Lines before the one containing "Task: place one keypoint per instance of the child's beige" are left out; return that line and every line after it exactly, through the end of the data below.

:: DATA SECTION ::

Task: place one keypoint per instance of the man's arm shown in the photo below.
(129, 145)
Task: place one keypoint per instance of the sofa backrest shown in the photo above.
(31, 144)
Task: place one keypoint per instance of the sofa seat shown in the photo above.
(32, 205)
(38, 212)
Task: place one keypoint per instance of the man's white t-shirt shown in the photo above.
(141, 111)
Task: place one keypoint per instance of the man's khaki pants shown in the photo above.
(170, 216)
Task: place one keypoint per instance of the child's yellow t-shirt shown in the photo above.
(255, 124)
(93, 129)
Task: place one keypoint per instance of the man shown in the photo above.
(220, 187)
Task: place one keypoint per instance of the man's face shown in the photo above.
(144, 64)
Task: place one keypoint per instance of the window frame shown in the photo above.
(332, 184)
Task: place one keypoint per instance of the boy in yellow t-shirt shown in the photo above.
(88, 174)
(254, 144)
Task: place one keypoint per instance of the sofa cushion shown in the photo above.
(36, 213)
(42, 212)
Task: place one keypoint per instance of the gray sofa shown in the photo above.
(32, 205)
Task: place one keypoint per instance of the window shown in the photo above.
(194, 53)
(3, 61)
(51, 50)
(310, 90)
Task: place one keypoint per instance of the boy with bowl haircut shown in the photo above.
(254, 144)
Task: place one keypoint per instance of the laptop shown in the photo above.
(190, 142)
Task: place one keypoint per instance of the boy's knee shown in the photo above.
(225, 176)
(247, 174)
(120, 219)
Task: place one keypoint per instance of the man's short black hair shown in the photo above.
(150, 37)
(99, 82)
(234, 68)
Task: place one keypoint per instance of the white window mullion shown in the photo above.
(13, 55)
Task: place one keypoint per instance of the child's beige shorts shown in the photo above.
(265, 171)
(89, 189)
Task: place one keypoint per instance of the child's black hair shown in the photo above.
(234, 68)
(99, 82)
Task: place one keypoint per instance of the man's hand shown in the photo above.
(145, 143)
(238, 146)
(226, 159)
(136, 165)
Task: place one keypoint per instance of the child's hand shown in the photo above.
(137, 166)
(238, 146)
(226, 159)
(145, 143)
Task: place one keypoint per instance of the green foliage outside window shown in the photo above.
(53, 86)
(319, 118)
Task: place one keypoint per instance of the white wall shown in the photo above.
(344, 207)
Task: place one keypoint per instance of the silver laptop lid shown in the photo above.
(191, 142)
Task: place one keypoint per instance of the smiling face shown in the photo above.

:::

-- ANSWER TO THIS EXERCISE --
Task: place one keypoint per instance of the child's beige shorts shown in the photo above.
(265, 171)
(89, 189)
Task: place one keypoint per instance of the child's black hair shown in the photo above.
(234, 68)
(99, 82)
Task: place one keypoint per instance of the man's hand shown in the photo above.
(145, 143)
(238, 146)
(226, 159)
(136, 165)
Task: place one keypoint per instance of the child's hand shown in the photo above.
(137, 166)
(238, 146)
(226, 159)
(145, 143)
Task: place one keypoint per instance of the green foliage outside window shown in the photo above.
(53, 86)
(319, 118)
Task: place one keypoint per instance of the white wall shown in the photo above.
(344, 207)
Task: place one keypoint per instance of the silver laptop lid shown in the photo above.
(191, 142)
Task: place one keypoint per instance of the smiling face shown in the photo above.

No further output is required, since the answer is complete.